Return the following lines without changing a single character.

-- Start of Excerpted records --

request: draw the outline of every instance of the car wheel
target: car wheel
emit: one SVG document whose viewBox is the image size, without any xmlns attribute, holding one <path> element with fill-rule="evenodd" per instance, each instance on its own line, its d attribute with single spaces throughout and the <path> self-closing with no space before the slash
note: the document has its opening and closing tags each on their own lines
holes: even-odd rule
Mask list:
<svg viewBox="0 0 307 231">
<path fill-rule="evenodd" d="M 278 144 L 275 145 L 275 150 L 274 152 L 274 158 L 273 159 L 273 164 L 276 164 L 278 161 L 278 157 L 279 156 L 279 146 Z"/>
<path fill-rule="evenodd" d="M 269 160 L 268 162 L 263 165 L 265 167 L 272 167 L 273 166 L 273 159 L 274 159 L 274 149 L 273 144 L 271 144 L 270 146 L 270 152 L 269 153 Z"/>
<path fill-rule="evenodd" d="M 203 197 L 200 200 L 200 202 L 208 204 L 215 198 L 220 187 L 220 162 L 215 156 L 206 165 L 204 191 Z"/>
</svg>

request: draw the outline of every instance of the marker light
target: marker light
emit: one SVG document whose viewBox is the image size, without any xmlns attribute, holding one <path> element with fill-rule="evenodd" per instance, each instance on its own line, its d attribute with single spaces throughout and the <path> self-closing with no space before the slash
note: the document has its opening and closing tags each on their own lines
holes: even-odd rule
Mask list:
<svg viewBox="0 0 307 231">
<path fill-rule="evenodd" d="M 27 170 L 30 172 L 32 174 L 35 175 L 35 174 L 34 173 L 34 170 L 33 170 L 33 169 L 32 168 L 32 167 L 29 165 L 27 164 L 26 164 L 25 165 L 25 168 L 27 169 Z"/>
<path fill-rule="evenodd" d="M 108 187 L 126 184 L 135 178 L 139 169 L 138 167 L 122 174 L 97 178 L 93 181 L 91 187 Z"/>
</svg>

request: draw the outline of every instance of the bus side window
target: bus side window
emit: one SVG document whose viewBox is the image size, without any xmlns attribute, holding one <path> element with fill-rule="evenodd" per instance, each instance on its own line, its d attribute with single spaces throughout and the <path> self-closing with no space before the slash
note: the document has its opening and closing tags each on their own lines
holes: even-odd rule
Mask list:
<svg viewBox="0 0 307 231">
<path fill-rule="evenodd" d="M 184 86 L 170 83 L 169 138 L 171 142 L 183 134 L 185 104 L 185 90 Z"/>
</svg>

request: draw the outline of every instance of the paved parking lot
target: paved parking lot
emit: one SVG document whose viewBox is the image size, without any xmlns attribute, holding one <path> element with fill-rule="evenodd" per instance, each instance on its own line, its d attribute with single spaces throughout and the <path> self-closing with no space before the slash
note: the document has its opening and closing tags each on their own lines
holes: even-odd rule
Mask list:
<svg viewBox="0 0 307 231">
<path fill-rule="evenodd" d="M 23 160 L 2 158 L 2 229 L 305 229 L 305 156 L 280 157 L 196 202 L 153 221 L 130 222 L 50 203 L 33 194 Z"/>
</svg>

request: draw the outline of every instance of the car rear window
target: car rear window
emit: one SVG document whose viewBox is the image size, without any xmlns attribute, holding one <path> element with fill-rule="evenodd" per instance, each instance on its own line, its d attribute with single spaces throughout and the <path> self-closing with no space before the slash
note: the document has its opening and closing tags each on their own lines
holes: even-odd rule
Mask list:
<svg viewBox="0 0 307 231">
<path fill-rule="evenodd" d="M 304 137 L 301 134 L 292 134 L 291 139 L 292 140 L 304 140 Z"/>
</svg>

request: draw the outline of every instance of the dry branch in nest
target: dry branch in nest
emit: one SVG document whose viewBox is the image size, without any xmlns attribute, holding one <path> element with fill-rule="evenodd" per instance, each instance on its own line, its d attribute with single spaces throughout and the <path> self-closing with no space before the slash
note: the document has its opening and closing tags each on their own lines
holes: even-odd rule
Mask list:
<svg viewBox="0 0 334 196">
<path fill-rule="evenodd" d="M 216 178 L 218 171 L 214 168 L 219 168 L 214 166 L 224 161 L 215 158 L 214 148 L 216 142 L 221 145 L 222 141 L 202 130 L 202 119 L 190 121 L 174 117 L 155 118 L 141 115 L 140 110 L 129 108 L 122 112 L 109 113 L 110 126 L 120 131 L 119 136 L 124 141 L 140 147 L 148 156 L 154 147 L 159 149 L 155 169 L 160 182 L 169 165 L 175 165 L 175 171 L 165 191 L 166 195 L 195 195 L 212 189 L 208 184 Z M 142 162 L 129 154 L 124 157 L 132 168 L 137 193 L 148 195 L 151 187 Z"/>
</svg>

-- End of Excerpted records --

◆ **Answer to the exercise**
request: draw the outline of every instance of the car wheel
target: car wheel
emit: one SVG document whose viewBox is the image size, without any xmlns attribute, holding one <path> element with fill-rule="evenodd" per instance, each instance on its own line, its d attribute with single spaces throughout and the <path> self-closing with no space before the slash
note: the document has its opening and closing tags each on their own lines
holes: even-odd rule
Mask list:
<svg viewBox="0 0 307 231">
<path fill-rule="evenodd" d="M 278 144 L 275 145 L 275 150 L 274 152 L 274 158 L 273 159 L 273 164 L 276 164 L 278 161 L 278 157 L 279 156 L 279 146 Z"/>
<path fill-rule="evenodd" d="M 269 160 L 268 162 L 263 165 L 265 167 L 272 167 L 273 166 L 273 159 L 274 159 L 274 149 L 273 144 L 271 144 L 270 146 L 270 152 L 269 153 Z"/>
<path fill-rule="evenodd" d="M 203 197 L 200 200 L 200 202 L 208 204 L 215 198 L 220 187 L 220 162 L 215 156 L 206 165 L 204 191 Z"/>
</svg>

request: draw the outline of every instance of the marker light
target: marker light
emit: one SVG document whose viewBox is the image size, without any xmlns attribute, holding one <path> element with fill-rule="evenodd" per instance, each instance on its own line, its d attribute with single spaces throughout and the <path> self-closing with no space before the slash
note: the document has its opening and closing tags each on their own lines
holes: even-odd rule
Mask list:
<svg viewBox="0 0 307 231">
<path fill-rule="evenodd" d="M 27 170 L 30 172 L 32 174 L 35 175 L 35 174 L 34 173 L 34 170 L 33 170 L 33 169 L 32 168 L 32 167 L 29 165 L 27 164 L 26 164 L 25 165 L 25 168 L 27 169 Z"/>
<path fill-rule="evenodd" d="M 108 187 L 126 184 L 135 178 L 139 169 L 138 167 L 122 174 L 97 178 L 93 181 L 91 187 Z"/>
</svg>

request: draw the outline of every instance of the bus side window
target: bus side window
emit: one SVG document whose viewBox is the image size, without any xmlns attribute, holding one <path> element with fill-rule="evenodd" per instance, each instance on its own line, its d attribute with single spaces throughout and the <path> self-closing with no space before the slash
note: the document has its opening and closing tags each on their own lines
holes: even-odd rule
Mask list:
<svg viewBox="0 0 307 231">
<path fill-rule="evenodd" d="M 184 86 L 170 83 L 169 138 L 171 142 L 183 134 L 185 104 L 185 90 Z"/>
</svg>

request: draw the outline of every instance of the paved parking lot
target: paved parking lot
emit: one SVG document whose viewBox is the image size, without any xmlns attribute, holding one <path> element with fill-rule="evenodd" per instance, each instance on its own line, its d attribute with single spaces throughout and the <path> self-closing with no space before the slash
note: the document has its opening and closing tags each on their own lines
holes: even-odd rule
Mask list:
<svg viewBox="0 0 307 231">
<path fill-rule="evenodd" d="M 23 160 L 2 158 L 2 229 L 305 229 L 305 156 L 280 157 L 196 202 L 153 221 L 130 222 L 50 203 L 33 194 Z"/>
</svg>

request: draw the outline of every instance of the car rear window
target: car rear window
emit: one SVG document whose viewBox is the image size, without any xmlns attribute, holding one <path> element with fill-rule="evenodd" per instance, each instance on its own line, its d attribute with single spaces throughout and the <path> self-closing with no space before the slash
note: the document has its opening and closing tags each on their own lines
holes: even-odd rule
Mask list:
<svg viewBox="0 0 307 231">
<path fill-rule="evenodd" d="M 304 137 L 301 134 L 292 134 L 291 139 L 292 140 L 304 140 Z"/>
</svg>

request: draw the outline of every instance of the dry branch in nest
target: dry branch in nest
emit: one SVG document whose viewBox is the image size, without any xmlns attribute, holding one <path> element with fill-rule="evenodd" per instance, each instance on its own line, its d attribute with single spaces throughout and the <path> self-closing with no space before the slash
note: the document has its opening and closing tags each on their own lines
holes: even-odd rule
Mask list:
<svg viewBox="0 0 334 196">
<path fill-rule="evenodd" d="M 216 178 L 218 171 L 214 168 L 219 168 L 214 166 L 224 161 L 215 158 L 214 148 L 216 142 L 221 145 L 222 141 L 202 130 L 202 119 L 190 121 L 174 117 L 155 118 L 141 115 L 140 110 L 129 108 L 122 112 L 109 113 L 110 126 L 120 131 L 119 136 L 124 141 L 140 147 L 148 156 L 154 147 L 159 149 L 155 169 L 160 182 L 169 165 L 175 165 L 175 171 L 165 191 L 166 195 L 195 195 L 212 189 L 208 184 Z M 142 162 L 129 154 L 124 157 L 132 168 L 137 193 L 148 195 L 151 187 Z"/>
</svg>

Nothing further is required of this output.